### WHAT YOU HAVE TO DO:
Reproduce the list of Mountain Rescue Ireland teams below word for word, in full.

### EXCERPTED PASSAGE:
____
The 11 teams which comprise Mountain Rescue Ireland, with their operational areas, are as follows:

- Donegal Mountain Rescue Team cover the upland areas of Donegal.
- Dublin & Wicklow Mountain Rescue Team cover the upland areas of counties Dublin and Wicklow.
- Galway Mountain Rescue Team cover the upland areas of counties Galway and Clare.
- Glen of Imaal Red Cross Mountain Rescue Team cover the upland areas of counties Dublin and Wicklow.
- Kerry Mountain Rescue Team cover the upland areas of County Kerry and west Cork.
- Mayo Mountain Rescue Team cover the upland areas of County Mayo.
- Mourne Mountain Rescue Team cover the Mourne Mountains in County Down.
- North West Mountain Rescue Team cover the Belfast Hills, glens and upland areas of County Antrim, County Fermanagh and the Sperrin Mountains.
- SARDA Ireland is the Search and Rescue Dogs Association Ireland which works across the island of Ireland.
____
### THE DATA:
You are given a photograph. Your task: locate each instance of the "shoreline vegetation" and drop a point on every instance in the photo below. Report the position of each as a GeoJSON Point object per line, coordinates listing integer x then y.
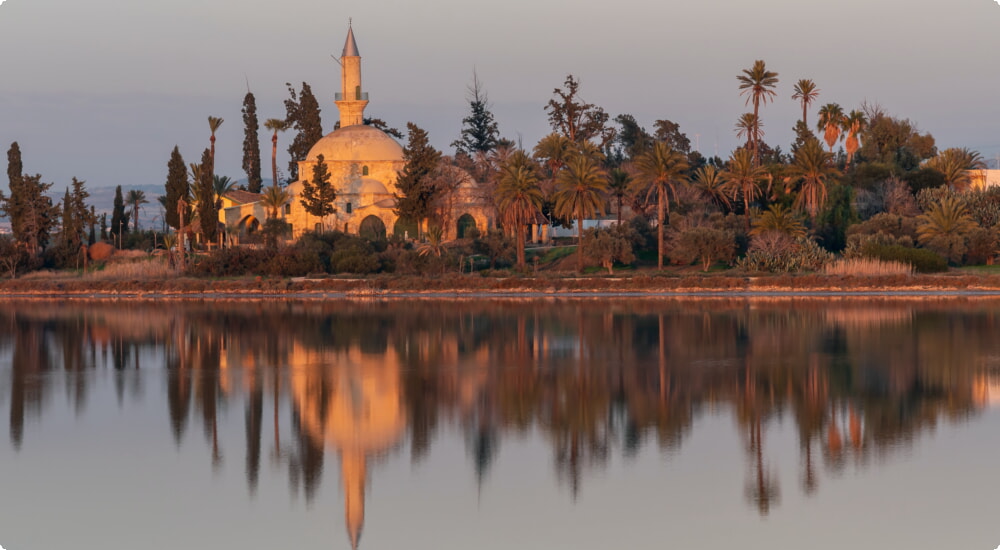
{"type": "Point", "coordinates": [652, 284]}
{"type": "Point", "coordinates": [885, 212]}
____
### RESPONSE:
The 11 teams which comprise Mountain Rescue Ireland, with their operational areas, are as follows:

- Donegal Mountain Rescue Team cover the upland areas of Donegal.
- Dublin & Wicklow Mountain Rescue Team cover the upland areas of counties Dublin and Wicklow.
- Galway Mountain Rescue Team cover the upland areas of counties Galway and Clare.
- Glen of Imaal Red Cross Mountain Rescue Team cover the upland areas of counties Dublin and Wicklow.
- Kerry Mountain Rescue Team cover the upland areas of County Kerry and west Cork.
- Mayo Mountain Rescue Team cover the upland areas of County Mayo.
- Mourne Mountain Rescue Team cover the Mourne Mountains in County Down.
- North West Mountain Rescue Team cover the Belfast Hills, glens and upland areas of County Antrim, County Fermanagh and the Sperrin Mountains.
- SARDA Ireland is the Search and Rescue Dogs Association Ireland which works across the island of Ireland.